## TASK BRIEF
Retype every one of the items below word for word, changing nothing.
>> BEGIN DATA LISTING
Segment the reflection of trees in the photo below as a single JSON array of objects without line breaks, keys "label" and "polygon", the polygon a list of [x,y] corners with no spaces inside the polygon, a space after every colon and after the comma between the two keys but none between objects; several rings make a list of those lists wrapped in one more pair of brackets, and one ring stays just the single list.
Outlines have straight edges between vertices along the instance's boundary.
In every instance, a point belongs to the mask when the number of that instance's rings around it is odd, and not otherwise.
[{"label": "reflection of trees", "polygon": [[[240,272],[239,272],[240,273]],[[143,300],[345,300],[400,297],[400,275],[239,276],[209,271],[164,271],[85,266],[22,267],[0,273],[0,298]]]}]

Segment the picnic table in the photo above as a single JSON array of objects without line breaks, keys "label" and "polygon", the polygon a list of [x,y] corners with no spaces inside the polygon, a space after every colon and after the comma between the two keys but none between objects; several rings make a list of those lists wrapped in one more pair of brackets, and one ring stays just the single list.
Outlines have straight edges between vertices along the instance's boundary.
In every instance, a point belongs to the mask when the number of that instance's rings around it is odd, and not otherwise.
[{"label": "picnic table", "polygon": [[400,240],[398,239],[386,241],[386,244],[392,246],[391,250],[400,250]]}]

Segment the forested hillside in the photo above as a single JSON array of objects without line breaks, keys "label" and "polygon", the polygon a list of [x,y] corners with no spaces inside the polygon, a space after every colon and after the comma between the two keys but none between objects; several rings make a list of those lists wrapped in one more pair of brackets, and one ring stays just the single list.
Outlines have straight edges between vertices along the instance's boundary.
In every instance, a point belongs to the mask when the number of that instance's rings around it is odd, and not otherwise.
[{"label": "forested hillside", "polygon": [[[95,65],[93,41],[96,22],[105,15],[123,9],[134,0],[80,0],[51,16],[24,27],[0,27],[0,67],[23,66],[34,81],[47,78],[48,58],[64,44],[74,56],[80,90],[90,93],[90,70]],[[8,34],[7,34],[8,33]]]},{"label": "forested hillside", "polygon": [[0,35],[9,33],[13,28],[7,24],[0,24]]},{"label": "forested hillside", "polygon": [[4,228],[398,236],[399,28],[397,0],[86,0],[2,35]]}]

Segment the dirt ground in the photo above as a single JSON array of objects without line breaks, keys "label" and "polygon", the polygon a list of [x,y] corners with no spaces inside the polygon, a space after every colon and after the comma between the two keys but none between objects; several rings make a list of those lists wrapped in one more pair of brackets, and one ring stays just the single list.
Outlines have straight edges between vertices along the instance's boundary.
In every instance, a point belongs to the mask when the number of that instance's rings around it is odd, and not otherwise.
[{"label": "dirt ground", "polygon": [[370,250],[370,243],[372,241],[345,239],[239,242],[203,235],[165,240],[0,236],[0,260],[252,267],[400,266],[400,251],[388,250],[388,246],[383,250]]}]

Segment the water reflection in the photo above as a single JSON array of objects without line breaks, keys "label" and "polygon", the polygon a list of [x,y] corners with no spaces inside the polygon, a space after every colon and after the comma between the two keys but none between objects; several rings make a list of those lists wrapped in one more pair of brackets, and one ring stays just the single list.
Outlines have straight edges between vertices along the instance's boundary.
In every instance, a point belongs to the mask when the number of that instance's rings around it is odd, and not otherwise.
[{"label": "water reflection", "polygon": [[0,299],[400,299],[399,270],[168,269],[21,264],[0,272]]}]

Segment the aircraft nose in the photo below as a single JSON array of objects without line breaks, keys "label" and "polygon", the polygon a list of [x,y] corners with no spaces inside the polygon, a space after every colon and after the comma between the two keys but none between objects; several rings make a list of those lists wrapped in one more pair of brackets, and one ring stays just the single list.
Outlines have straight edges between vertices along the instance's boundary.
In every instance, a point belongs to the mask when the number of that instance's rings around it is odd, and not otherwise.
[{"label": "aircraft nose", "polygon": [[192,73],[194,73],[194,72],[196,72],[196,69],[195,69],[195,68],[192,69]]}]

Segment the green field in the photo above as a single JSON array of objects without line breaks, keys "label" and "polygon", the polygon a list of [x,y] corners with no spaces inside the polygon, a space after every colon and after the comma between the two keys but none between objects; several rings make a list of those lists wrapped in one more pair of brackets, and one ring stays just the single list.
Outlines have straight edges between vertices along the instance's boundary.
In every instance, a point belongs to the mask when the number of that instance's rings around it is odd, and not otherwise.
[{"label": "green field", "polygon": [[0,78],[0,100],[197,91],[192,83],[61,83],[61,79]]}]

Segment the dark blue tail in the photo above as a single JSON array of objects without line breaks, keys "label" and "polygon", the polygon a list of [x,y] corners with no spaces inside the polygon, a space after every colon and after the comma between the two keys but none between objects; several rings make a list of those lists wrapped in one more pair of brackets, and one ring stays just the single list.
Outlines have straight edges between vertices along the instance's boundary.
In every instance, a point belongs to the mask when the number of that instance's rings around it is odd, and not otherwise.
>> END DATA LISTING
## RESPONSE FOR THIS EXERCISE
Segment the reflection of trees in the photo below as a single JSON array of objects without line breaks, keys "label" and "polygon", the polygon a list of [x,y] corners with no spaces inside the polygon, a space after every colon and after the comma between the two keys but none between objects; several rings make a list of those lists wrapped in one more pair of brackets, and one ring stays just the single list.
Outlines have straight edges between vertices along the instance's boundary.
In every instance, a point belongs to the mask when the number of that instance's rings around it is odd, and not otherwise.
[{"label": "reflection of trees", "polygon": [[[240,272],[239,272],[240,273]],[[143,300],[345,300],[400,297],[400,275],[239,276],[209,271],[164,271],[85,266],[22,267],[0,273],[0,298]]]}]

Segment the picnic table in the photo above as a single JSON array of objects without line breaks, keys "label" and "polygon", the polygon a list of [x,y] corners with no spaces inside the polygon, a space after every colon and after the comma between the two keys but none between objects; several rings make a list of those lists wrapped in one more pair of brackets, and one ring stays just the single list.
Outlines have straight edges between vertices along the instance's boundary.
In every instance, a point belongs to the mask when the number of that instance's rings around it is odd, and not otherwise.
[{"label": "picnic table", "polygon": [[400,240],[398,239],[386,241],[386,244],[392,246],[391,250],[400,250]]}]

Segment the forested hillside in the photo above as a single JSON array of objects without line breaks, keys "label" and "polygon", the polygon a list of [x,y] corners with no spaces inside the polygon, a space after every colon and after the comma between the two keys but none between objects; several rings make a list of those lists wrapped in one more pair of brackets, and one ring stays just the single list.
Outlines have straight edges between vertices along the instance's boundary.
In every instance, a point belongs to the mask when the number of that instance's rings around it is odd, and not otherwise.
[{"label": "forested hillside", "polygon": [[[95,65],[93,41],[96,22],[105,15],[123,9],[134,0],[80,0],[51,16],[24,27],[0,27],[0,67],[23,66],[34,81],[47,78],[48,58],[64,44],[74,56],[80,90],[90,93],[90,70]],[[8,34],[7,34],[8,33]]]},{"label": "forested hillside", "polygon": [[0,35],[9,33],[13,28],[7,24],[0,24]]},{"label": "forested hillside", "polygon": [[4,228],[398,236],[399,28],[397,0],[86,0],[2,35]]}]

Segment the dirt ground in the photo above as a single JSON array of objects without line breaks, keys "label" and "polygon", the polygon a list of [x,y] corners with no spaces inside the polygon, a space after every colon and after the comma between the two keys but none between objects; several rings make a list of those lists wrapped in one more pair of brackets, and one ring stays just the single list.
Outlines have straight edges between vertices along the instance's boundary.
In every instance, a point belongs to the mask when the number of that instance's rings around it is odd, and not otherwise.
[{"label": "dirt ground", "polygon": [[370,250],[370,243],[372,241],[345,239],[239,242],[203,235],[165,240],[0,236],[0,260],[252,267],[400,266],[400,251],[388,250],[388,246],[383,250]]}]

Segment the water reflection in the photo above as a single JSON array of objects without line breaks, keys "label" and "polygon", the polygon a list of [x,y] corners with no spaces inside the polygon, a space after every colon and after the comma between the two keys but none between objects; several rings make a list of those lists wrapped in one more pair of brackets, and one ring stays just the single list.
Outlines have straight edges between vertices along the instance's boundary.
In every instance, a point belongs to the mask when the number of that instance's rings around it is odd, and not otherwise.
[{"label": "water reflection", "polygon": [[0,299],[400,299],[399,270],[168,269],[21,264],[0,272]]}]

Segment the aircraft nose in the photo below as a single JSON array of objects without line breaks, keys "label" and "polygon", the polygon a list of [x,y] corners with no spaces inside the polygon, a space after every colon and after the comma between the two keys but none between objects; several rings make a list of those lists wrapped in one more pair of brackets, and one ring stays just the single list.
Outlines have straight edges between vertices along the instance's boundary.
In every instance, a point belongs to the mask when the number of that instance's rings around it is odd, and not otherwise.
[{"label": "aircraft nose", "polygon": [[192,73],[194,73],[194,72],[196,72],[196,69],[195,69],[195,68],[192,69]]}]

Segment the green field in the photo above as a single JSON array of objects without line breaks, keys "label" and "polygon", the polygon a list of [x,y] corners with no spaces inside the polygon, a space after every colon and after the comma between the two keys but none between objects; several rings make a list of those lists wrapped in one more pair of brackets, and one ring stays just the single list.
Outlines have straight edges between vertices along the instance's boundary.
In every instance, a point belongs to the mask when the number of that instance's rings around it is odd, and not otherwise.
[{"label": "green field", "polygon": [[0,78],[0,100],[197,91],[192,83],[61,83],[61,79]]}]

Segment the dark blue tail in the photo above as a single JSON array of objects without line breaks, keys "label" and "polygon", the polygon a list of [x,y] corners with no spaces inside the polygon, a space after every colon and after the comma between the two keys but none between objects; several rings make a list of those lists wrapped in one more pair of brackets, and one ring stays just the single list.
Outlines have straight edges between vertices along the instance's boundary.
In every instance, a point belongs to the mask when the number of that instance's rings around it is odd, and not otherwise.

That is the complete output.